REQUIREMENTS
Reproduce each of the following lines verbatim, keeping their original order and formatting.

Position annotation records

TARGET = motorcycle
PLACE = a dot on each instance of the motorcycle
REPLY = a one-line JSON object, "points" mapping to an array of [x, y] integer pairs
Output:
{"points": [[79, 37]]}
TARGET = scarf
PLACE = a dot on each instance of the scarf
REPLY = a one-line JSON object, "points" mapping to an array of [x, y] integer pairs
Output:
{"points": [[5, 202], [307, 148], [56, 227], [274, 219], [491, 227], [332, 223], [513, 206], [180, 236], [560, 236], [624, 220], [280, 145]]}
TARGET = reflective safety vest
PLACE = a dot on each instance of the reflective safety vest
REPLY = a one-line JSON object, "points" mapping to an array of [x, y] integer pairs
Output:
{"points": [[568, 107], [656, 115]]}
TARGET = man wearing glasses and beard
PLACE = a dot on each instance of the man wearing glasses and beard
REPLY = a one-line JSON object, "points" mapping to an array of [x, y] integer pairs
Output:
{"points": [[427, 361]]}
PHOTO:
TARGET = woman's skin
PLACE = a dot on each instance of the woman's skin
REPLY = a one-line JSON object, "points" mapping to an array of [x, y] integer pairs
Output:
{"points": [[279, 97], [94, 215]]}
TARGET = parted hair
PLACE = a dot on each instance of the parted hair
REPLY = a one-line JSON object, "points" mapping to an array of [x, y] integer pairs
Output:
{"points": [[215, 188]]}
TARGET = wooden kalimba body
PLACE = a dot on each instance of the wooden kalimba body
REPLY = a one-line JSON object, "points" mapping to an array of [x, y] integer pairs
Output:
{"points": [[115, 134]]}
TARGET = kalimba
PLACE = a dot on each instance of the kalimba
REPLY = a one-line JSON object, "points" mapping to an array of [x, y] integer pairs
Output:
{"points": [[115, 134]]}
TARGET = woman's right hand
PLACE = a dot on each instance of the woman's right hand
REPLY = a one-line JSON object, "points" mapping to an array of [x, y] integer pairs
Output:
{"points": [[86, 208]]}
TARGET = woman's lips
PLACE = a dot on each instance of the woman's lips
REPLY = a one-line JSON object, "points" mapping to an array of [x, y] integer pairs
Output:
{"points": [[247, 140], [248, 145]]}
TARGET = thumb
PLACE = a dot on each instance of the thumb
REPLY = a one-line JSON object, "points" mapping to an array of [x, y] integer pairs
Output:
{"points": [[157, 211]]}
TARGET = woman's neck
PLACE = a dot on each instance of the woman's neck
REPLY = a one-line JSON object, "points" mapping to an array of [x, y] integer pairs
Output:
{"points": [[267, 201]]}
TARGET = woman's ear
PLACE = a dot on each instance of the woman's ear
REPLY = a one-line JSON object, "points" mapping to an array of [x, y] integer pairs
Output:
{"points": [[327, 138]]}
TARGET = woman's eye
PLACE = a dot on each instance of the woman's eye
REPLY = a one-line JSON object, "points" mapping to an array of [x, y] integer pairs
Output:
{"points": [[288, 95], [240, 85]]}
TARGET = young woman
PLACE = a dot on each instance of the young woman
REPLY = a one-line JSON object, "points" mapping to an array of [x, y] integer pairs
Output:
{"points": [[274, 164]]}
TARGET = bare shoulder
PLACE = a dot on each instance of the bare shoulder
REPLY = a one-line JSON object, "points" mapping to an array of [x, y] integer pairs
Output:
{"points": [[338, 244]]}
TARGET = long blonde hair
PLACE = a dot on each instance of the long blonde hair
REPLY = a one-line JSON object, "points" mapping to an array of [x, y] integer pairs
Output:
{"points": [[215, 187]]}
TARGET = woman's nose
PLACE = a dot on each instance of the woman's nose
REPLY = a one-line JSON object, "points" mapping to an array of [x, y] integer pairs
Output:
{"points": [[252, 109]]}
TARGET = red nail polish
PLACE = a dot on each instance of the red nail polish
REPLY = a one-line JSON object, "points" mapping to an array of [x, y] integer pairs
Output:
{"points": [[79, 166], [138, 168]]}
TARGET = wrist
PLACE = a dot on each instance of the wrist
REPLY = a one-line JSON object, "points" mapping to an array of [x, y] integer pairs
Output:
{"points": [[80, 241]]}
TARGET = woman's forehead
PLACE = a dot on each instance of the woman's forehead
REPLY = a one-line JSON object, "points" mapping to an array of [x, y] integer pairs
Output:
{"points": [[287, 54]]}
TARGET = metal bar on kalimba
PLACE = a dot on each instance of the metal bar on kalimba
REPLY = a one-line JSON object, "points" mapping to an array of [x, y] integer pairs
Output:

EXPECTED OUTPUT
TARGET = motorcycle
PLACE = a dot on each instance of the motorcycle
REPLY = a one-line JSON object, "points" mapping to an array of [x, y] integer pairs
Output:
{"points": [[79, 37]]}
TARGET = scarf
PLACE = a dot on each instance of the scarf
REPLY = a one-line JSON object, "points" mapping to an array of [x, y] integer pairs
Output:
{"points": [[5, 202], [307, 148], [56, 227], [274, 219], [491, 227], [332, 223], [513, 206], [180, 236], [560, 236], [624, 220], [280, 145]]}
TARGET = reflective safety vest
PLACE = a dot on each instance of the reflective safety vest
REPLY = a one-line JSON object, "points" mapping to an array of [x, y] integer pairs
Output:
{"points": [[568, 107], [656, 115]]}
TARGET = man wearing glasses and beard
PLACE = a dot on each instance of the man wearing glasses and beard
REPLY = a one-line JSON object, "points" mapping to an array of [x, y] integer pairs
Output:
{"points": [[427, 361]]}
PHOTO:
TARGET = woman's skin
PLACE = a dot on each instance of the woman's skin
REPLY = a one-line JSON object, "points" mapping to an array of [x, y] integer pairs
Output:
{"points": [[279, 97], [94, 215]]}
TARGET = parted hair
PLACE = a dot on each instance of the parted hair
REPLY = a one-line JSON object, "points" mapping to an array of [x, y] integer pairs
Output:
{"points": [[215, 188]]}
TARGET = wooden kalimba body
PLACE = a dot on each instance of the wooden kalimba body
REPLY = a one-line JSON object, "points" mapping to an array of [x, y] integer pairs
Output:
{"points": [[115, 134]]}
TARGET = kalimba
PLACE = a dot on each instance of the kalimba
REPLY = a one-line JSON object, "points" mapping to an array of [x, y] integer pairs
Output:
{"points": [[115, 134]]}
TARGET = woman's right hand
PLACE = a dot on each instance of the woman's right hand
REPLY = a one-line JSON object, "points" mapping to an array of [x, y] integer pairs
Output:
{"points": [[86, 208]]}
TARGET = woman's lips
PLACE = a dot on each instance of the woman's lips
REPLY = a one-line JSON object, "points" mapping to an array of [x, y] integer pairs
Output:
{"points": [[247, 140], [248, 145]]}
TARGET = thumb
PLACE = a dot on each instance of the thumb
REPLY = a one-line JSON object, "points" mapping to an array of [x, y] integer pairs
Output:
{"points": [[157, 211]]}
TARGET = woman's neck
PLACE = a dot on each instance of the woman's neck
REPLY = a one-line JSON object, "points" mapping to an array of [x, y] integer pairs
Output:
{"points": [[267, 201]]}
TARGET = woman's ear
PLACE = a dot on each instance of the woman's ear
REPLY = a one-line JSON object, "points" mapping to an array of [x, y] integer pairs
Output:
{"points": [[327, 138]]}
TARGET = woman's eye
PLACE = a dot on each instance of the woman's eye
REPLY = a one-line JSON object, "points" mapping to an array of [x, y] integer pairs
Output:
{"points": [[288, 95], [240, 85]]}
TARGET = young woman
PLACE = a dot on each instance of the young woman
REPLY = a one-line JSON object, "points" mapping to an array of [x, y] integer pairs
Output:
{"points": [[274, 164]]}
TARGET = bare shoulder
PLACE = a dot on each instance of the bare shoulder
REPLY = a one-line JSON object, "points" mapping to an array of [x, y] integer pairs
Output:
{"points": [[338, 244]]}
TARGET = long blonde hair
PLACE = a dot on each instance of the long blonde hair
REPLY = a one-line JSON object, "points" mapping to an array of [x, y] integer pairs
Output:
{"points": [[215, 187]]}
TARGET = woman's nose
PLACE = a dot on each instance of the woman's nose
REPLY = a one-line JSON object, "points" mapping to an array of [x, y] integer pairs
Output:
{"points": [[252, 109]]}
TARGET = red nail polish
PLACE = a dot on each instance of the red nail polish
REPLY = a one-line JSON object, "points" mapping to an array of [x, y] integer pairs
Output:
{"points": [[79, 166], [138, 168]]}
TARGET = wrist
PLACE = a dot on each instance of the wrist
REPLY = a one-line JSON object, "points" mapping to an array of [x, y] integer pairs
Output:
{"points": [[80, 241]]}
TARGET = woman's forehead
PLACE = a dot on each instance of the woman's forehead
REPLY = a one-line JSON object, "points" mapping to an array of [x, y] integer pairs
Output:
{"points": [[287, 54]]}
TARGET = metal bar on kalimba
PLACE = a dot on each instance of the metal bar on kalimba
REPLY = a one-line JSON object, "points" mapping to an array of [x, y] integer pairs
Output:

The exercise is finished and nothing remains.